* **Document text**
BEGIN
At nightfall on this cool Christmas Eve the round moon stood in the eastern sky and shone as if all the Spanish doubloons and pieces of eight that sank in wrecked treasure ships in this Spanish main had been fused to one great, silver orb to make it. The keen wind must have blown most of the tropic mists out of the sky, so plainly visible on its surface was the man, his dog, and his bush which Shakespeare was wont to see there. Thus both Spain and England, both fitfully lords of the soil on which I stood, renewed their hold on it, for the moon made a broad pathway of silver light across the Matanzas River to the walls of the old coquina fort which for two hundred years was all St. Augustine, and for the matter of that, all Florida, so far as white man’s dominion went.
END
[Region pointing data]
BEGIN
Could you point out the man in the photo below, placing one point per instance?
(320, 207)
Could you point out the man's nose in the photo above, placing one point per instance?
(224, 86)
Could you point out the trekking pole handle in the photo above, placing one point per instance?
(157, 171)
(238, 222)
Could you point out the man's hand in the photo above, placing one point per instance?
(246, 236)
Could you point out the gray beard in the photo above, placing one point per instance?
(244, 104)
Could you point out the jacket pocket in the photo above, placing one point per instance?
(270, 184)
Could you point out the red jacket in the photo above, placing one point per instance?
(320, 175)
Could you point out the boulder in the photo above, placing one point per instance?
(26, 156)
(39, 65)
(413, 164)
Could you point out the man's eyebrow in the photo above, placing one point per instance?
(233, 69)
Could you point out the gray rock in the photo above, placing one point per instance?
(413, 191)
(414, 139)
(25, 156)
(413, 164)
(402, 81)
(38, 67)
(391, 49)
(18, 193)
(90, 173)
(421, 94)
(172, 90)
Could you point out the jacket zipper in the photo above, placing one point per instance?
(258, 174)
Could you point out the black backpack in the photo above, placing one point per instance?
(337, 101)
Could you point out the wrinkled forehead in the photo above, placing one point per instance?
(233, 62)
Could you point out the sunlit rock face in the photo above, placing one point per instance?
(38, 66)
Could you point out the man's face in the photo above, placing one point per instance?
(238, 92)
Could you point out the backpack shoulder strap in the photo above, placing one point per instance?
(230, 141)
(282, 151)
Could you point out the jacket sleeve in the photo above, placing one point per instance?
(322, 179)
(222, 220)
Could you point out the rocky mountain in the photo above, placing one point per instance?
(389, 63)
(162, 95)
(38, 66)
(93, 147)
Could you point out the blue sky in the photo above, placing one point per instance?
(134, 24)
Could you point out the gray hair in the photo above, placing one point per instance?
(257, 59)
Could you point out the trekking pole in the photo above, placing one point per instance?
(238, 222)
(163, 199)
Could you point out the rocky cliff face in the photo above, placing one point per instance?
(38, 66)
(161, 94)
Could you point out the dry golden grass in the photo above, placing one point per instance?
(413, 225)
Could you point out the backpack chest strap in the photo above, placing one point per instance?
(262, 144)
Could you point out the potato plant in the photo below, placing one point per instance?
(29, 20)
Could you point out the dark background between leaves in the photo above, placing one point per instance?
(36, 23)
END
* **Problem A**
Using the Christmas Eve passage about St. Augustine, answer each question briefly.
(i) In which part of the sky did the moon stand at nightfall?
(ii) Across which river did the moon make a pathway of light?
(iii) For how many years was the coquina fort all of St. Augustine?
* **Problem B**
Proceed with the Christmas Eve passage about St. Augustine, starting after its final sentence.
The entries bear no relation to the passage about Christmas Eve at St. Augustine.

* **Written answer A**
(i) The eastern sky
(ii) The Matanzas River
(iii) Two hundred years

* **Written answer B**
It was easy to fancy Santa Claus pricking his coursers from the old coquina quarry on the island, along this silver road, bringing Christmas cheer to the St. Augustine of to-day. In the shadows along either side of the coruscating pathway it was easy to see other shades, the dark forms of boats loaded with stone from the quarries, with motley crews toiling at the oars, sinking beneath the tide with the painful years, and others coming to take their places; convicts from Spain and Mexico, political prisoners, Seminoles and slaves, all prodded by the relentless steel of Spain to the building of the great fort that stands almost unscarred to-day, an acme of mediæval fort building. All night it stood in gray dignity, but the moonlight touched it lovingly and drew silver from the pathway of toil and tipped the bastions with white fire and drew gleaming edges all along the ramparts till it seemed as if the haughty inquisitions of Spain, the bluff greed of ancient England, and even the pagan myth of the good old saint of gifts were but gray memories out of which glowed a clearer light, that of that star in the east which the wise men followed. We do not know which star it is, out of the incomputable number, but every Christmas Eve it swings the blue arc of the sky and sends its white light down upon the things for which men have toiled, master and slave alike, and glorifies them.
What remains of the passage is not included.